## TASK REQUIREMENTS
1 > Repeat, word for word, the part of the medical decision making passage from "Today, a generation" to "of science fiction.".
2 > According to the medical decision making passage, what did the tools of decision analysis permit the clinician and patient to do? List each action.

Published online by Cambridge University Press: 05 October 2014
… high Arbiter Chance governs all.
John Milton, Paradise Lost, book II, lines 909–10When the predecessor to this book was being prepared in the late 1970s (Weinstein et al., 1980), medical decision making seemed to have become more complicated than ever before. The number of diagnostic and therapeutic options dwarfed those of an earlier generation, and the costs of care were growing relentlessly. Increasing numbers of patients expected to play an active role in decisions that affected their lives, and many physicians were acclimating themselves to a less authoritarian doctor–patient relationship. The tools of decision analysis permitted the clinician and patient to break down the complexity of a medical situation into its constituent parts, to identify and assess the pertinent uncertainties and values, and to reassemble the pieces into a logical guide to action.
Today, a generation later, the dilemma of medical decision making seems even more problematic. This is not merely the result of scientific and technologic advances – ingenious new devices, pharmaceuticals, surgical possibilities, and other interventions. The environment of decision making has itself become confounded by government agencies and service delivery systems playing a more direct (and directive) role in decision making. Today, not only are the costs of care a prime concern, so, too, is the quality of care. Patients no longer need rely mainly on their physicians to gain access to medical information – the internet has given millions a direct line to abundant information, though of variable accuracy and pertinence. In light of progress in mapping the human genome, clinicians may soon face profound ethical questions that only a generation ago were the stuff of science fiction.

## RECORDS PROVIDED
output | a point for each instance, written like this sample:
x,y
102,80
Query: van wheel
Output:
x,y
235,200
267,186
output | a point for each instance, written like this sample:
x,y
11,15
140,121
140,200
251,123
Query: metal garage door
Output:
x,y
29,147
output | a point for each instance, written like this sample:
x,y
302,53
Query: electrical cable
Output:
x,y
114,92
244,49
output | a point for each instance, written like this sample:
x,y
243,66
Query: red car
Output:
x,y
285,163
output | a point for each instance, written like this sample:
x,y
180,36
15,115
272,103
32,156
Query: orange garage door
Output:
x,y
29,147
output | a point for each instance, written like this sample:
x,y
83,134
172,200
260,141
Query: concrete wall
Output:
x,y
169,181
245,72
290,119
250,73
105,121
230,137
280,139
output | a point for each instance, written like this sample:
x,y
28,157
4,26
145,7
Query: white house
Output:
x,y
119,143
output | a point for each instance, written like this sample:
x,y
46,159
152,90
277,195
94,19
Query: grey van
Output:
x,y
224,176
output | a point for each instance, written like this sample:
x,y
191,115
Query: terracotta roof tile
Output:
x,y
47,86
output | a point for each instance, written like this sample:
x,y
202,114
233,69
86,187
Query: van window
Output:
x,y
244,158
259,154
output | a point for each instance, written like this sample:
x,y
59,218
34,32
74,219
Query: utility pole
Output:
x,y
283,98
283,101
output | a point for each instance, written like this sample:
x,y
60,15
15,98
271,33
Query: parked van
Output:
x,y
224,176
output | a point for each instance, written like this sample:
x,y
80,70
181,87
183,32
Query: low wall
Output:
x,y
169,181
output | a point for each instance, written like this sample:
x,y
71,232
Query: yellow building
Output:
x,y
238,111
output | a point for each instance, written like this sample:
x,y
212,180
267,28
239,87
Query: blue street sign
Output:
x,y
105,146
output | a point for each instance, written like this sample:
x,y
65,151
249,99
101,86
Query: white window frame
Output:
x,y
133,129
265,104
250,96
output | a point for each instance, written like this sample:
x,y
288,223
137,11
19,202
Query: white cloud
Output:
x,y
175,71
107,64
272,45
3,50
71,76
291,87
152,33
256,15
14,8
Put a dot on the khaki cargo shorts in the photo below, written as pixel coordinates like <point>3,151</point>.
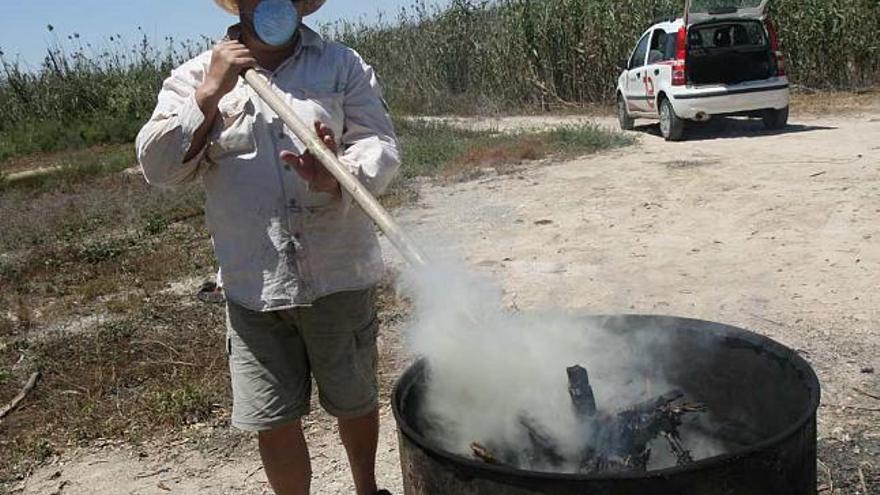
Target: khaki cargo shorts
<point>273,356</point>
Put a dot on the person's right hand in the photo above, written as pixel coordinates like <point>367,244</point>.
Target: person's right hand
<point>228,60</point>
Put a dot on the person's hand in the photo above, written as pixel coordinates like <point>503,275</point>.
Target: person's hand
<point>310,169</point>
<point>228,59</point>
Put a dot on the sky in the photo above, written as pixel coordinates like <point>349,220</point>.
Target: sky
<point>24,34</point>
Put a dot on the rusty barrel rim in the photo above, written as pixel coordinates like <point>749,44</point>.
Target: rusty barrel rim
<point>722,330</point>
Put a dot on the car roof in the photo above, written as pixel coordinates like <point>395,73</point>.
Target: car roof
<point>668,26</point>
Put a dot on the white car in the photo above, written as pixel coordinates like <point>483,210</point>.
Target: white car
<point>715,61</point>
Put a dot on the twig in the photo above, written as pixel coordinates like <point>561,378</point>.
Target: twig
<point>866,394</point>
<point>483,453</point>
<point>157,342</point>
<point>768,320</point>
<point>151,474</point>
<point>31,383</point>
<point>830,477</point>
<point>170,363</point>
<point>857,408</point>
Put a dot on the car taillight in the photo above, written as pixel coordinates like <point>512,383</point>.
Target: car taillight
<point>774,47</point>
<point>679,69</point>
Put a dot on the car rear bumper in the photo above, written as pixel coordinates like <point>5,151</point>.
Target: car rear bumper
<point>731,99</point>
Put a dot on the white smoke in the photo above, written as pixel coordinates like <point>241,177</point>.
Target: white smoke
<point>490,367</point>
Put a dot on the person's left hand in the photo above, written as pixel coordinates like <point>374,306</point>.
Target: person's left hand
<point>310,169</point>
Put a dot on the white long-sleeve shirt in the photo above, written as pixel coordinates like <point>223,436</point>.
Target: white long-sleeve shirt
<point>278,244</point>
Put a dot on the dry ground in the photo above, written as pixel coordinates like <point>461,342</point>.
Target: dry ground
<point>775,232</point>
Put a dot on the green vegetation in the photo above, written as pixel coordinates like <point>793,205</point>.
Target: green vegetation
<point>473,57</point>
<point>99,277</point>
<point>84,95</point>
<point>479,56</point>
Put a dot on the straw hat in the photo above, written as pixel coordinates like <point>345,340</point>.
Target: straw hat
<point>308,6</point>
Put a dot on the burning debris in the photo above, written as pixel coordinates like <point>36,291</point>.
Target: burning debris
<point>612,441</point>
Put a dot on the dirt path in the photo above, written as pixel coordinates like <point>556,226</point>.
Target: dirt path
<point>775,232</point>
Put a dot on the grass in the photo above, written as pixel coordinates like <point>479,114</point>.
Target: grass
<point>449,152</point>
<point>87,262</point>
<point>471,57</point>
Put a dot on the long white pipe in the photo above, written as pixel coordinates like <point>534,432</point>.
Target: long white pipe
<point>407,248</point>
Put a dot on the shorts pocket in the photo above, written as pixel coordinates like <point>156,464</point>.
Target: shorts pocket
<point>366,336</point>
<point>366,351</point>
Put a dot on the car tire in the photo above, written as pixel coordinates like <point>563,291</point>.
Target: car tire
<point>775,119</point>
<point>627,123</point>
<point>671,125</point>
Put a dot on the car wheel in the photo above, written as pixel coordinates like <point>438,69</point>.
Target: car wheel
<point>775,119</point>
<point>627,123</point>
<point>671,126</point>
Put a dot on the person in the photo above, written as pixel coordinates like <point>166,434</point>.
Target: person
<point>300,263</point>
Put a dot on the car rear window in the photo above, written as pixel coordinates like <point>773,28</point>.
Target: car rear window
<point>728,35</point>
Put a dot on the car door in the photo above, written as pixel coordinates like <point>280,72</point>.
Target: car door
<point>635,77</point>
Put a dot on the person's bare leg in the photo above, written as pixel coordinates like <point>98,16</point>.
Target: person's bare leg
<point>360,437</point>
<point>286,459</point>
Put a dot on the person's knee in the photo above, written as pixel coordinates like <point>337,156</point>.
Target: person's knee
<point>283,436</point>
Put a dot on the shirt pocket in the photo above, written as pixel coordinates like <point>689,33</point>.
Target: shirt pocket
<point>323,106</point>
<point>234,132</point>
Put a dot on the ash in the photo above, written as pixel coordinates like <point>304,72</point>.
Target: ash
<point>538,391</point>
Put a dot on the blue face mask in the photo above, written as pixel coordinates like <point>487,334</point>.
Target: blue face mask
<point>276,21</point>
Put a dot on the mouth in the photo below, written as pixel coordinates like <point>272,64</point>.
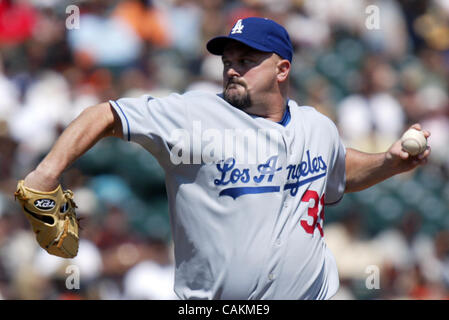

## TASK ANSWERS
1 >
Today, a generation later, the dilemma of medical decision making seems even more problematic. This is not merely the result of scientific and technologic advances – ingenious new devices, pharmaceuticals, surgical possibilities, and other interventions. The environment of decision making has itself become confounded by government agencies and service delivery systems playing a more direct (and directive) role in decision making. Today, not only are the costs of care a prime concern, so, too, is the quality of care. Patients no longer need rely mainly on their physicians to gain access to medical information – the internet has given millions a direct line to abundant information, though of variable accuracy and pertinence. In light of progress in mapping the human genome, clinicians may soon face profound ethical questions that only a generation ago were the stuff of science fiction.

2 >
- Break down the complexity of a medical situation into its constituent parts
- Identify and assess the pertinent uncertainties and values
- Reassemble the pieces into a logical guide to action